**Requirement:**
Answer these from the passage on PAL phylogeny and enzyme cloning:
(a) Which evolutionary model was best for the monocot dataset?
(b) Which program generated the maximum-likelihood phylogenetic tree?
(c) Into which vector were the PAL and PTAL candidate sequences cloned?

───── Passage to read

Phylogenetic Tree Analysis and Identification of Residues Involved in the Transition from PAL to PTAL
To find PAL homologs, we used OrthoFinder with the protein sequence datasets for green plants (Table 1) and monocots (Table 2) with the options of an MCL inflation parameter of 1.5, DIAMOND for sequence alignment, FastME, MAFFT for multiple sequence alignment, and FastTree for gene trees (Emms and Kelly, 2015). Because many genome sequences had duplicated or truncated sequences annotated as genes, we then ran filter fasta script using the obtained orthogroup sequences to remove duplicate genes and genes shorter than 3× the standard deviation from the mean or a given length (less than 50 amino acids). Using the filtered sequence dataset, we generated an alignment using MAFFT v7.450 (Katoh and Standley, 2013). To determine the best evolutionary model for each PAL tree, we ran ModelTest-NG (Darriba et al. 2020). The best model was JTT+G4+F for the green plant dataset and JTT+I+G4+F for the monocot dataset. The maximum-likelihood phylogenetic tree was generated using RAXML-NG (Alexey et al., 2019).
Sequences encoding PAL and PTAL candidate enzymes from S. bicolor, B. distachyon, S. angustifolia, and J. ascendens were amplified from cDNA with gene specific primers and PrimeSTAR® MAX DNA polymerase (Takara Bio) and were cloned into the pET28a vector using the In-Fusion® HD Cloning Kit (Takara Bio). The resulting vectors were submitted for sequence analysis, which confirmed that the coding sequences matched the sequences in the database. Polynucleotides encoding BdPTAL1, EmoPTAL, EmoPAL, JaPAL-MUT9, and JaPAL-MUT17 were synthesized and cloned into pET28a vectors (SynbioTechnologies). For site-directed mutagenesis, 1:100 diluted plasmid was PCR amplified using PrimeSTAR® MAX DNA polymerase (Takara Bio) and mutagenesis primers. The primers used for cloning are shown in Table 5.

──────────
───── Data for analysis

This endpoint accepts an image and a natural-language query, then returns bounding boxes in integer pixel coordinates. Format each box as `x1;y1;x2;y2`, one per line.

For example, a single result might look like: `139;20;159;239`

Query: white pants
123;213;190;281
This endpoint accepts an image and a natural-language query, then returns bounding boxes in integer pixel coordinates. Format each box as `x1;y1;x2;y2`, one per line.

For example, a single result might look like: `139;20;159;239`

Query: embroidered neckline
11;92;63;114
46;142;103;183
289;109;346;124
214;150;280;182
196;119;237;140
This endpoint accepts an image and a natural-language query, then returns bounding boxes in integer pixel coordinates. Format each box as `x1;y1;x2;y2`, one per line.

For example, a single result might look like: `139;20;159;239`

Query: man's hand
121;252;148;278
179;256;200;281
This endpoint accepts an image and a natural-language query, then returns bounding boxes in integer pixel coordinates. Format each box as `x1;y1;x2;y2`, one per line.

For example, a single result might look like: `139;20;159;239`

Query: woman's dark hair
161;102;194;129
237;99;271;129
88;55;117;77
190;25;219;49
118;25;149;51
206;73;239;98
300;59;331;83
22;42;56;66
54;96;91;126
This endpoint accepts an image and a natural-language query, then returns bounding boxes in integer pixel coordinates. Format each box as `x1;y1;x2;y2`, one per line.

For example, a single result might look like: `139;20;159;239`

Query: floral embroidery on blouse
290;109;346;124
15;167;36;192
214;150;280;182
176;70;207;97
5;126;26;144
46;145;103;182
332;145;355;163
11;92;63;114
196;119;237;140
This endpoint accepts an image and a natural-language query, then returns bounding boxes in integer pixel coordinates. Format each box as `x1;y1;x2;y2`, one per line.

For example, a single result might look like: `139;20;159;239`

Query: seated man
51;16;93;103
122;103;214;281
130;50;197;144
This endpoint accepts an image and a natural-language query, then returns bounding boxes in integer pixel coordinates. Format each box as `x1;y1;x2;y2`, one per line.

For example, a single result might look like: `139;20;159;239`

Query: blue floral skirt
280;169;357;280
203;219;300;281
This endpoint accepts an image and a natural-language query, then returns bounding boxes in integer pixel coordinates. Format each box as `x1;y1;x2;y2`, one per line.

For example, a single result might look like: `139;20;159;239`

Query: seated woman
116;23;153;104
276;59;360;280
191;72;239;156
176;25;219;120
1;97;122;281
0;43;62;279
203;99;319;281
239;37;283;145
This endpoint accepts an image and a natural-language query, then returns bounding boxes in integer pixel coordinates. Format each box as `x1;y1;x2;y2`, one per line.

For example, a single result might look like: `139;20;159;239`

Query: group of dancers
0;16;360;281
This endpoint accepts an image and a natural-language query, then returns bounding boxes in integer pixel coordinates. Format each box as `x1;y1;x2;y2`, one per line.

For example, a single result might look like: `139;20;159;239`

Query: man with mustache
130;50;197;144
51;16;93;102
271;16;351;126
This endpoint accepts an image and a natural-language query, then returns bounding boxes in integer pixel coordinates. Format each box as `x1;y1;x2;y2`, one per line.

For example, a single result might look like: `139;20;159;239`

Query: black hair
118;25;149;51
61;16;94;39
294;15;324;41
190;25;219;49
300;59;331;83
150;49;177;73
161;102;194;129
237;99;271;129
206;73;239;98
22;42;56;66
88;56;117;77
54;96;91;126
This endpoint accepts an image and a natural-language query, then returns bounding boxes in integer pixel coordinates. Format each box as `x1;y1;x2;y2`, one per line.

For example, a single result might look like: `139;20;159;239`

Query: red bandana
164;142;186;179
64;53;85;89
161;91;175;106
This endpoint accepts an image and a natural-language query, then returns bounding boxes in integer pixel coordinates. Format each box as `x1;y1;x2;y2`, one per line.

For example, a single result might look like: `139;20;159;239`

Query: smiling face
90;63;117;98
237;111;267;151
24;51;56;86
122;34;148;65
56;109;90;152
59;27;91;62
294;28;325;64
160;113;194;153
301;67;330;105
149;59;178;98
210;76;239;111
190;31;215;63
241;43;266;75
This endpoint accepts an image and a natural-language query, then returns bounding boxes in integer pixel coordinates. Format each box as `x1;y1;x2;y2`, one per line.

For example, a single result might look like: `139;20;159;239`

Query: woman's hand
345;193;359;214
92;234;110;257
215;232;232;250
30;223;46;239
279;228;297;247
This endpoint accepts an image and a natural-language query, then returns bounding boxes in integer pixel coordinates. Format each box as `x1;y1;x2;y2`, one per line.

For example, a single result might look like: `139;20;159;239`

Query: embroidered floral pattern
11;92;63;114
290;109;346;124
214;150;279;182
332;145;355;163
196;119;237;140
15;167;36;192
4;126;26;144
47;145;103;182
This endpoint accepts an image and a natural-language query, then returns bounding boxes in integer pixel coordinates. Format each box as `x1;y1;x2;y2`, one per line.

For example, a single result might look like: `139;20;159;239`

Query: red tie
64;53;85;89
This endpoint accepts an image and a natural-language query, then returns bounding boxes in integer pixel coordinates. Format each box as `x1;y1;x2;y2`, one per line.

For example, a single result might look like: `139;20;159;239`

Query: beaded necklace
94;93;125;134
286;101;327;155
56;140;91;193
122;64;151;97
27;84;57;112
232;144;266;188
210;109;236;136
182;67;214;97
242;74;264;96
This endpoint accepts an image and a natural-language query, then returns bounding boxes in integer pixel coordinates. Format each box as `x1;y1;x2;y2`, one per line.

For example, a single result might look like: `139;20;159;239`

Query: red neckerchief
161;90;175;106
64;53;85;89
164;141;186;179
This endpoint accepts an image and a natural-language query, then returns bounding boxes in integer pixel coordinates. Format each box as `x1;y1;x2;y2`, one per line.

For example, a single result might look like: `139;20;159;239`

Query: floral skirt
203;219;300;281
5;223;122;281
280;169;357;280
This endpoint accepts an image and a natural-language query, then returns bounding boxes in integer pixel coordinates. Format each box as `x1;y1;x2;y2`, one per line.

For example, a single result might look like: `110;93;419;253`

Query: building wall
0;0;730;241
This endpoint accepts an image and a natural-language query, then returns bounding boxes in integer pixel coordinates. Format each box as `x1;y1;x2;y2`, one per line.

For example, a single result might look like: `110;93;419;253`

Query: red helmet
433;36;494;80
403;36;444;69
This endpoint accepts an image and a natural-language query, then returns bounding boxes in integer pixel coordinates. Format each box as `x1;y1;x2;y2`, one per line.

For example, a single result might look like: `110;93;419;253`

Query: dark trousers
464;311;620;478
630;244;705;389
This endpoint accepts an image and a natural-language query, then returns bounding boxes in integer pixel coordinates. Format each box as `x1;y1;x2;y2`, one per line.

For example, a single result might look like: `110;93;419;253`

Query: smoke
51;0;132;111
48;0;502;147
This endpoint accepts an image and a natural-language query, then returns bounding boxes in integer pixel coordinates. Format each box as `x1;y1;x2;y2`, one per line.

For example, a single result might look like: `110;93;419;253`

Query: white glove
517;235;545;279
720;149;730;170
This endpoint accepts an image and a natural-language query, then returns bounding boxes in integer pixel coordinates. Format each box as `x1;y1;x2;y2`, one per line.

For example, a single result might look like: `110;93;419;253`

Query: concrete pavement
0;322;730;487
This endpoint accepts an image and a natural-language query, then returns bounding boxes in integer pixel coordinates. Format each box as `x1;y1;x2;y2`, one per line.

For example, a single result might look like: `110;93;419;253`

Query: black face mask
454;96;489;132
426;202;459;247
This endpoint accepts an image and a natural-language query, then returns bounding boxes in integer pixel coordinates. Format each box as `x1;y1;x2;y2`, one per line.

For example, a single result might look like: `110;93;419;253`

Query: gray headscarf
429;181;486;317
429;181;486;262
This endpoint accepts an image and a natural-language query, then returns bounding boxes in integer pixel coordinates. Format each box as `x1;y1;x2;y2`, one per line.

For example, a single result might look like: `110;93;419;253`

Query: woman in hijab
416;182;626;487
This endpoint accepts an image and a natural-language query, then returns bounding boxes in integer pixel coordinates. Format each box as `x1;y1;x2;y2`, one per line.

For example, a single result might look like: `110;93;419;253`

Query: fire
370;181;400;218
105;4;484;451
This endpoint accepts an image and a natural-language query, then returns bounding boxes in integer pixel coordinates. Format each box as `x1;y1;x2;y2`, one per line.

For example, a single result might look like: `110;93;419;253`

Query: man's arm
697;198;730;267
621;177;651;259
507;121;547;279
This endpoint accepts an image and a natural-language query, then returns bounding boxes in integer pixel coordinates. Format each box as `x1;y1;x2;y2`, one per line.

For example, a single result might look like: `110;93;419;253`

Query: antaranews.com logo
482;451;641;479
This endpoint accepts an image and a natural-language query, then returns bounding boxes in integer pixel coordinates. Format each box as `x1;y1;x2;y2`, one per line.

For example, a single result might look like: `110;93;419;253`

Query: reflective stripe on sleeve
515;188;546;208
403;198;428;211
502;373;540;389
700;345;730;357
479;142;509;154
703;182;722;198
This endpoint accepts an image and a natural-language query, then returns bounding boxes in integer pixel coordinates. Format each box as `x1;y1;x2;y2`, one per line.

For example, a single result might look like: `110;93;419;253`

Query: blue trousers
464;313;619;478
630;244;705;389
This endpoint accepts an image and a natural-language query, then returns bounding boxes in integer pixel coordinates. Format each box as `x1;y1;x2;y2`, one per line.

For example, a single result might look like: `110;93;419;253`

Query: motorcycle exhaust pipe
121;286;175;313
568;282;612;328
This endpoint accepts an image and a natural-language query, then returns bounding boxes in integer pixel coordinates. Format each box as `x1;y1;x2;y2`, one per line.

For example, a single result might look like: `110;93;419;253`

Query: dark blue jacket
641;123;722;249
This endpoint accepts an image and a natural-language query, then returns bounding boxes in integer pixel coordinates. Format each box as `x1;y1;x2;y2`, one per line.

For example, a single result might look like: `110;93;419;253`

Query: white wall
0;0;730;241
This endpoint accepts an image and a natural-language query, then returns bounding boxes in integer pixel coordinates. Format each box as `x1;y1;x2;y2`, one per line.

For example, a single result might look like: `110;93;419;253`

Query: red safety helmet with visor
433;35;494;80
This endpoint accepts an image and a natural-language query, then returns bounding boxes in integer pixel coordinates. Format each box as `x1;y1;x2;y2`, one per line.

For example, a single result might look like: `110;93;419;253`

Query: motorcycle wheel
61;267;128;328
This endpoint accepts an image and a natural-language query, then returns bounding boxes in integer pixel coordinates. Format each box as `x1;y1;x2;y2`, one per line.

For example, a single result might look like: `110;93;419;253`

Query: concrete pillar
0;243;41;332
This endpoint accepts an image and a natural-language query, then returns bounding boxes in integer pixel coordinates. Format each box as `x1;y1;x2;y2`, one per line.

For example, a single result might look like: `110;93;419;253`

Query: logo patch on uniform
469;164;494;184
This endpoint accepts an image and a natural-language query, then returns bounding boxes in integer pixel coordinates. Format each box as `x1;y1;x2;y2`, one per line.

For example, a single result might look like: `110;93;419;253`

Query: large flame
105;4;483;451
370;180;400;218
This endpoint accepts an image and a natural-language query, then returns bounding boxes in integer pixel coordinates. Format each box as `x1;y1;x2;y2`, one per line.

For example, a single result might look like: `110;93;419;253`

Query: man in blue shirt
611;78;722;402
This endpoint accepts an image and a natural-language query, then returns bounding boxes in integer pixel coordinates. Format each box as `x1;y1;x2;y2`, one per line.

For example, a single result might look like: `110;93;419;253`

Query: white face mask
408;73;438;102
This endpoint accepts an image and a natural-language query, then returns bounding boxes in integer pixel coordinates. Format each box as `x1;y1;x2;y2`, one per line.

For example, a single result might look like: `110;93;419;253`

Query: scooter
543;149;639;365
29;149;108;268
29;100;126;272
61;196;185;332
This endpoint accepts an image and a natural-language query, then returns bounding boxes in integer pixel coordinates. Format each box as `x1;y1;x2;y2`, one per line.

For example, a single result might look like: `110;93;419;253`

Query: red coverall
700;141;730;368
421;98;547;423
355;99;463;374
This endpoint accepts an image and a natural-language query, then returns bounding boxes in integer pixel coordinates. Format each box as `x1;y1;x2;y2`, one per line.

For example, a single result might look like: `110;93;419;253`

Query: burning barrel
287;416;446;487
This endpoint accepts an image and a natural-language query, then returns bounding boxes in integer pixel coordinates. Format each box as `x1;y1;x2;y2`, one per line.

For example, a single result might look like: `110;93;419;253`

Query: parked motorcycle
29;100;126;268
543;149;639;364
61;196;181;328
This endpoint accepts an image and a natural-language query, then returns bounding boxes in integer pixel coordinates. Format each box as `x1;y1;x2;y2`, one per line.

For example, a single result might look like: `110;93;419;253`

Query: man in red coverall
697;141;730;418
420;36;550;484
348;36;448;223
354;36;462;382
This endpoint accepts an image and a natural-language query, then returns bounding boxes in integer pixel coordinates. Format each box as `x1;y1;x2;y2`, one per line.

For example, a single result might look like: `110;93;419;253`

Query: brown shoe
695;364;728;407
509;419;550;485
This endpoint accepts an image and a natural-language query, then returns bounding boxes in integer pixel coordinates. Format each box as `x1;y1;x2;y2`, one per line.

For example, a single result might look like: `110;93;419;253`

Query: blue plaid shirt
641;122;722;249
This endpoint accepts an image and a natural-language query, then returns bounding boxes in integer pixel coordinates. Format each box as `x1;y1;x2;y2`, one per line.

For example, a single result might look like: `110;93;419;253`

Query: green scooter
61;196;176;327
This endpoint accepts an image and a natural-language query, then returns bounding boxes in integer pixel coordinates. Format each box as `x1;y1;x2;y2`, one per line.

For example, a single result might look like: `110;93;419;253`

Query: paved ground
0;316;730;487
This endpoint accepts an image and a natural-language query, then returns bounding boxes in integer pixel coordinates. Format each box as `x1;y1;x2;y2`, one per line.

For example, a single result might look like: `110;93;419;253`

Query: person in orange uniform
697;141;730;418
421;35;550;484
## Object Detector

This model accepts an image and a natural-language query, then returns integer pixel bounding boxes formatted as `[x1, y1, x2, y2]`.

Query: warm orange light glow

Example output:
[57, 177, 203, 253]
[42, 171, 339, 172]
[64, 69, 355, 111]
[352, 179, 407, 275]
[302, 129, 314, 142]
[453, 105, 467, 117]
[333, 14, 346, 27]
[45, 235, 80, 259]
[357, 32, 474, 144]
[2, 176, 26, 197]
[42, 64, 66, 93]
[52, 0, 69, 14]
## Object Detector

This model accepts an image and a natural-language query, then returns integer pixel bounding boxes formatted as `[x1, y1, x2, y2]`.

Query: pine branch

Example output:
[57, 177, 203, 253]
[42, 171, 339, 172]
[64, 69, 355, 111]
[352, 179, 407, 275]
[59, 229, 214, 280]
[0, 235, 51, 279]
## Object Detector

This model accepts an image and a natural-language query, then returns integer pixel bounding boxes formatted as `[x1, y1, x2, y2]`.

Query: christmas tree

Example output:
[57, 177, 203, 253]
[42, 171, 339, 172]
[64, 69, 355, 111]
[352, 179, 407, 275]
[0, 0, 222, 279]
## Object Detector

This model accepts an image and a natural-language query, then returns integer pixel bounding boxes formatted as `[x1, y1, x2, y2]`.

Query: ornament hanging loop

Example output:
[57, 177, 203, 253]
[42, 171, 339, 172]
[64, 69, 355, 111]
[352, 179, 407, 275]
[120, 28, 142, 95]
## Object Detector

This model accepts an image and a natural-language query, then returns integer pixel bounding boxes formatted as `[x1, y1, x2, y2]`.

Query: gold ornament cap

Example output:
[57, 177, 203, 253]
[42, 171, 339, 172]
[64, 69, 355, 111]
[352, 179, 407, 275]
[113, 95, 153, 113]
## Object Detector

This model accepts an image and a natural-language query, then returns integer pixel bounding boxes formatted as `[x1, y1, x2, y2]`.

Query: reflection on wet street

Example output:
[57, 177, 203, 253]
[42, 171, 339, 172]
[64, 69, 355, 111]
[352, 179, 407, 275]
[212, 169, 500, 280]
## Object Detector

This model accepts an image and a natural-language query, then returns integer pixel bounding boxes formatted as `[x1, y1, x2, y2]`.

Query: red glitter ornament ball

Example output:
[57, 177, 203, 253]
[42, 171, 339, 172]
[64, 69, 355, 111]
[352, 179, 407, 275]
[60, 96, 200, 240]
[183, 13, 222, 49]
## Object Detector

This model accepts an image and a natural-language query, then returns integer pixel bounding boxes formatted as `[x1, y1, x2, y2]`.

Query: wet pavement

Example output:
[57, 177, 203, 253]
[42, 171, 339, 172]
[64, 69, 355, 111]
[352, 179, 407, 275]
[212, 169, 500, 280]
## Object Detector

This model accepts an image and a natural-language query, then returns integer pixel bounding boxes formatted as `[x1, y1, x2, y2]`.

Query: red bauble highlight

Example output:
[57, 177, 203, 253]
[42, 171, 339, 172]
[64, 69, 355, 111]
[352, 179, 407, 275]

──────────

**Solution to the exercise:**
(a) JTT+I+G4+F
(b) RAXML-NG
(c) pET28a